--- begin Provided passage ---

Nick’s role in my life has changed dramatically in the last few years.

When you meet him, it’s pretty obvious what role he’s going to play: Nick is around to make sure things don’t get boring. His personality is crazy magnetic. Whether in a room filled with 10 or 10,000, everyone will end up listening if he is telling a story.

Despite all the hardship he has experienced, he maintains a charisma that very few people can match.

Friends Before Business

We met my freshman year in college and immediately became very close friends. We took almost every class together. I guess you could say that was my first productivity hack – I only had to learn half of the information because I knew I could rely on him for the rest.

I can remember many all-night cramming sessions at the Village Inn. To (loosely) quote the great Thorton Mellon, “Bring a pot of coffee every seven minutes until someone passes out. Then bring one every ten minutes!”

Nick became someone I counted on to carry half the load. Little did I know just how relevant that would be so many years later.

We remained close over the next 17 years: through my moves to Manhattan and Dallas, and his moves to LA, back to Chicago, then Birmingham. It was a typical dude relationship – we didn’t need to talk very often to immediately pick up where we left off.

I remember when Nick first told me about Factor 75, healthy meals delivered to people’s homes and offices. “Factor 75 is not a diet. We prepare fresh food that feeds performance.”

I thought I got it. I didn’t.

He wanted me to join him, but I hesitated. As the launch date drew closer, our discussions grew more serious. They went from “You should come do this with me…” to “Dude. Come do this with me.”

I decided to make the trip to Chicago to check everything out. At the time, our thought was a franchise in Dallas. Dumbest. Idea. Ever. We quickly realized our idiocy, and after five days of kicking tires, we decided the only way it would work was if I moved to Chicago. He wanted me to help him raise his baby, “My Two Dads” style.

That was four weeks before launch, and my wife Lindsay was five months pregnant. “How did it go?” Lindsay asked upon my return.

I said, “It was good.” But what I meant was, “I want to move back to Chicago, quit my job, and put a large chunk of our life savings into a start-up business. Oh, and I want to do that before our daughter is born.”

After 24 hours of reflection, she said, “Let’s do it. I have faith in you, and know you’ll succeed.” To say everything I want to about Lindsay would require a novel, so I will leave it at this: Lindsay’s role in my life is to make everything else work.

--- end Provided passage ---

## Set task A
In the essay about Nick and Factor 75, where did the two friends hold their all-night cramming sessions?
## Set task B
Carry on the essay about Nick and Factor 75 after its last sentence.

--- begin Data section ---

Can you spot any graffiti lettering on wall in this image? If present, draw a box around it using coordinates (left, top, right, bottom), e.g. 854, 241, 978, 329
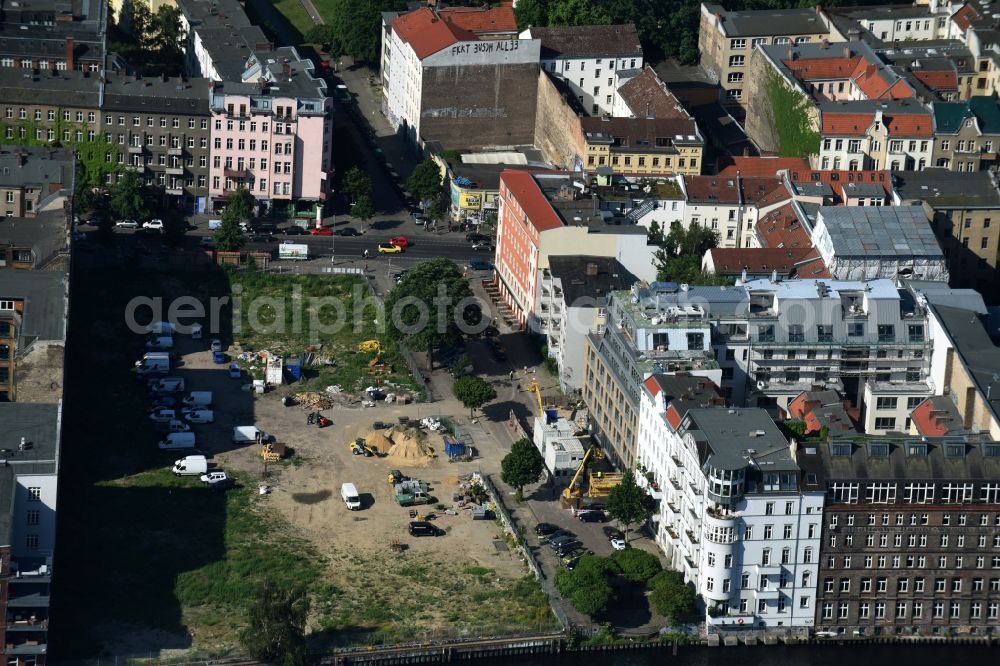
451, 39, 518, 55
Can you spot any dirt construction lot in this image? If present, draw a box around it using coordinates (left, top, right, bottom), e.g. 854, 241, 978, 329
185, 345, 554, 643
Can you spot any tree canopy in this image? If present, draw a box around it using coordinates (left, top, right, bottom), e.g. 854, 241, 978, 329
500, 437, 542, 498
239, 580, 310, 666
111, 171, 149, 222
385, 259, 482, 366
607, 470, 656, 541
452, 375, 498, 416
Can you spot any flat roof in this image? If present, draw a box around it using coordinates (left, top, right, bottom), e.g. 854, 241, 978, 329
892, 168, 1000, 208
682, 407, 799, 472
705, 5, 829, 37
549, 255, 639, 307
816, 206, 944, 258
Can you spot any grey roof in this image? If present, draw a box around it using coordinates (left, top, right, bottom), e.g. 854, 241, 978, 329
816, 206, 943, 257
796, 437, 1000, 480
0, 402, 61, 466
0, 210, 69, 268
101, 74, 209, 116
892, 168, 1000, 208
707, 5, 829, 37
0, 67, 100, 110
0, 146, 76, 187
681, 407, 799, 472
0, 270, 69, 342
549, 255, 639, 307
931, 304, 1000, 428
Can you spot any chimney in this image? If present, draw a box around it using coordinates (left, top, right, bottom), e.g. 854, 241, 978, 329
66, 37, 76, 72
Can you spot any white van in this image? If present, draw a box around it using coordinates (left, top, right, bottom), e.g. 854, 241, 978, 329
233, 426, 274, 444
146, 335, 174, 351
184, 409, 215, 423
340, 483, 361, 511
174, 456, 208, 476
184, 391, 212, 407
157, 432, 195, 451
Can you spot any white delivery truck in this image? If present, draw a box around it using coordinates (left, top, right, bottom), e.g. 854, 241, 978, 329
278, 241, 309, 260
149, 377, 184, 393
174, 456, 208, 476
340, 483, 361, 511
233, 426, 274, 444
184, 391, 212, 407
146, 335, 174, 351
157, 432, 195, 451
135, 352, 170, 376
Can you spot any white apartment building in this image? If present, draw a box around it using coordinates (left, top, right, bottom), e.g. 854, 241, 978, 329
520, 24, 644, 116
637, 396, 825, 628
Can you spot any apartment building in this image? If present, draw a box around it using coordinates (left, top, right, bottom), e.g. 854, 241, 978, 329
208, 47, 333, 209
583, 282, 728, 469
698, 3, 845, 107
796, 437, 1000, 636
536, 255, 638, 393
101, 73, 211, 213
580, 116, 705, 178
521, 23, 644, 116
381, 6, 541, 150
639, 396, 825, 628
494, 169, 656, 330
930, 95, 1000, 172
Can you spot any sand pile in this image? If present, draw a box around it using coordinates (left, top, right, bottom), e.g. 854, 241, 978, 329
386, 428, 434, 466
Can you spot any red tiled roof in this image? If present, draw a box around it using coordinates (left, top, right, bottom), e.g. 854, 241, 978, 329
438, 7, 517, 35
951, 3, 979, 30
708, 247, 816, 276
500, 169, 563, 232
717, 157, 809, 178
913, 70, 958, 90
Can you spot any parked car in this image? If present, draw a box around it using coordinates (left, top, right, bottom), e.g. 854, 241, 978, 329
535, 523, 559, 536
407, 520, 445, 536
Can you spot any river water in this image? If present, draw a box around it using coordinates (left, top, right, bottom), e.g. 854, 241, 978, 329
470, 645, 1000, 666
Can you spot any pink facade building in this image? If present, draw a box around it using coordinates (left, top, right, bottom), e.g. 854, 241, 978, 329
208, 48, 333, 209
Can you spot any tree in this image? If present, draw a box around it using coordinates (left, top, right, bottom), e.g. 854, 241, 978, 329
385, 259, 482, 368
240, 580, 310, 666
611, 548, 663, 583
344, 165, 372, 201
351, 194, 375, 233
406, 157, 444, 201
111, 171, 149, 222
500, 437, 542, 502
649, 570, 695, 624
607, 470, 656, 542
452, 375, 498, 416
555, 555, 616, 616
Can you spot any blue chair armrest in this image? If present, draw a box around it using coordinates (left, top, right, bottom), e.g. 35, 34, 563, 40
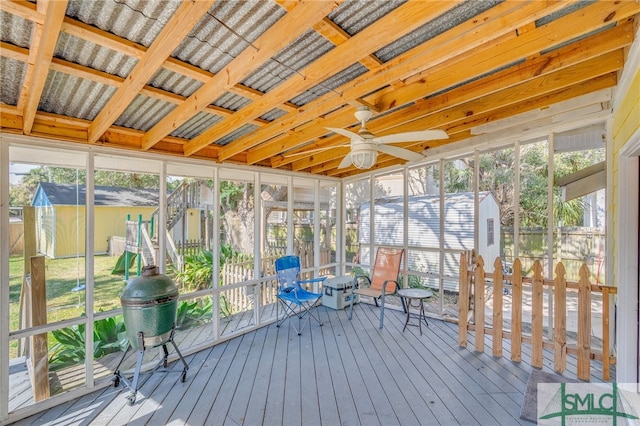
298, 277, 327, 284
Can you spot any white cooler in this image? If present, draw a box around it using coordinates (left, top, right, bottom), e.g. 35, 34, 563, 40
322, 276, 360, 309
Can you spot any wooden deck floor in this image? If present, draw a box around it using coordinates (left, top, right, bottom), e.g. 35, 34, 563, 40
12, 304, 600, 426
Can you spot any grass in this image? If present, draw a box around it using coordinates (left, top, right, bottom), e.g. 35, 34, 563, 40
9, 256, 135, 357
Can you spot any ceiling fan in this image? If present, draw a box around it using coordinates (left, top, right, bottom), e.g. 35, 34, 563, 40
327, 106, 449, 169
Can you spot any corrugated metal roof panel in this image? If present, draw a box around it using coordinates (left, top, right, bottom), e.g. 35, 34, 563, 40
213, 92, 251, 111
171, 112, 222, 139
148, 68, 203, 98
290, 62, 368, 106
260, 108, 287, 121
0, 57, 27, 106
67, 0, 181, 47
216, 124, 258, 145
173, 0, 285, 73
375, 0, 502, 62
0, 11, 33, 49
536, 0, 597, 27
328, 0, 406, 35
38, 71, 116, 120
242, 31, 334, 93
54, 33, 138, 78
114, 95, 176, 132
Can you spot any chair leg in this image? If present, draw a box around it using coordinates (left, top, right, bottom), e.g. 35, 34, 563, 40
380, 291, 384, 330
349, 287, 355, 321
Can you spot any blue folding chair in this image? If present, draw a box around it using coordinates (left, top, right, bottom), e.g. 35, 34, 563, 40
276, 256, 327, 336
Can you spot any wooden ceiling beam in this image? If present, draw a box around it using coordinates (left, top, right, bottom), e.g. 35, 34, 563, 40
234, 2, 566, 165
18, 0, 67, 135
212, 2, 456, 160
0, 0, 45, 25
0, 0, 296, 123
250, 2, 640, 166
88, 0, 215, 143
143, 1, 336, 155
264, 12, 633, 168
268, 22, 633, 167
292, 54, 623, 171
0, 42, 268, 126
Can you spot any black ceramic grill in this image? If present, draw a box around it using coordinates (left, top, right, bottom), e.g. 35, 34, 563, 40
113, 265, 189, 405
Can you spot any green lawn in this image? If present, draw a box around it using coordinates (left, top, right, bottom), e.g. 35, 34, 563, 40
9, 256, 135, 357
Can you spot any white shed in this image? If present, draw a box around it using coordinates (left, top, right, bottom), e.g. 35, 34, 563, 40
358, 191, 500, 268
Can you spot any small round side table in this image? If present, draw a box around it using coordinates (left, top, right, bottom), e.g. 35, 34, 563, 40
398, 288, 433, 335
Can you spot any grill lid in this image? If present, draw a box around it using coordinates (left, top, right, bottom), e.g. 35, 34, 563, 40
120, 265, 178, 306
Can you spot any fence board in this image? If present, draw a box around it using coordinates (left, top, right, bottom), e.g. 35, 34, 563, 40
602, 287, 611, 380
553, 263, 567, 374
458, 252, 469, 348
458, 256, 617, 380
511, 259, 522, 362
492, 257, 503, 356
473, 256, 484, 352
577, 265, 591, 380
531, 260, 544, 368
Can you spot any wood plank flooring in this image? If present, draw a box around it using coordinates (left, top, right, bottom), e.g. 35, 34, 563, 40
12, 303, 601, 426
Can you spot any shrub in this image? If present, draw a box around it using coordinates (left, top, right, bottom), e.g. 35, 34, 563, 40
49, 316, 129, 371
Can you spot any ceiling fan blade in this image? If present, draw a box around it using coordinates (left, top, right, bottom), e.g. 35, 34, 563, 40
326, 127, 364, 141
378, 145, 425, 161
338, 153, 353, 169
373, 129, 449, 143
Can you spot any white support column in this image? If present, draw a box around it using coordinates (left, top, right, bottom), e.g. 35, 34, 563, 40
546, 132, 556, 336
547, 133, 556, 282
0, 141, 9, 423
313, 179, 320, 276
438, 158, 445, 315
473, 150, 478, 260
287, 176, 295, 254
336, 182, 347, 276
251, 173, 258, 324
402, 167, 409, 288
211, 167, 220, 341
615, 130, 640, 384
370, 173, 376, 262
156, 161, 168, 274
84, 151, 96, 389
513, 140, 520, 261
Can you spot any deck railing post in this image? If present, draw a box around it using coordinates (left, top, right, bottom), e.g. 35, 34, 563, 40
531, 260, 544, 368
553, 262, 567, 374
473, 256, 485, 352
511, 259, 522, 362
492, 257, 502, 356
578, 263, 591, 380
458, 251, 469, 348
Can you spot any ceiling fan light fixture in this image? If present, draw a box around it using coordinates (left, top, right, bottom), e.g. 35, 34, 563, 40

--- end Data section ---

## Exercise answer A
At the Village Inn.

## Exercise answer B
None of it does without her. I love her more than I can possibly put into words.

The Ultimate Test

Almost two years later, Factor 75 is still kicking. The journey has tested every ounce of my resolve and self-confidence, tested every ounce of trust Nick and I have in one another, and tested the bonds of every other relationship I have as well.

It has been the most difficult 20 months of my life, but an experience I wouldn’t trade for anything. This journey of uncertainty and introspection has changed the way I think about everything.

Ironically, I was not passionate about nutrition before this journey. I was passionate about enjoying life, and being the best possible version of myself.

I now realize that one has everything to do with the other. Knowing that, my passion now is to help other people feel great and perform at their best.

How I determine personal success, and that of Factor 75, will forever be judged by how many lives we can improve. If we succeed in that, the rest will fall into place.

The last few years have radically changed the roles Nick and I play in each other’s lives. I have always felt guilty that I couldn’t do more when his brother, Aaron, passed away. Maybe that wasn’t my role for him. Maybe my role is to be his co-founder and to help his baby thrive.

Time will tell.

No Going Back

Nick offered me the chance to take my fate into my own hands. The chance to succeed or fail on my terms. I can never repay him for that.

If I look up and Nick isn’t in the office, I always wonder what promises he’s out making that our team will have to deliver. But if we were in a knife fight, I wouldn’t have to look up to know exactly what he was doing: fighting like hell for me.

I would bet on us. I already have.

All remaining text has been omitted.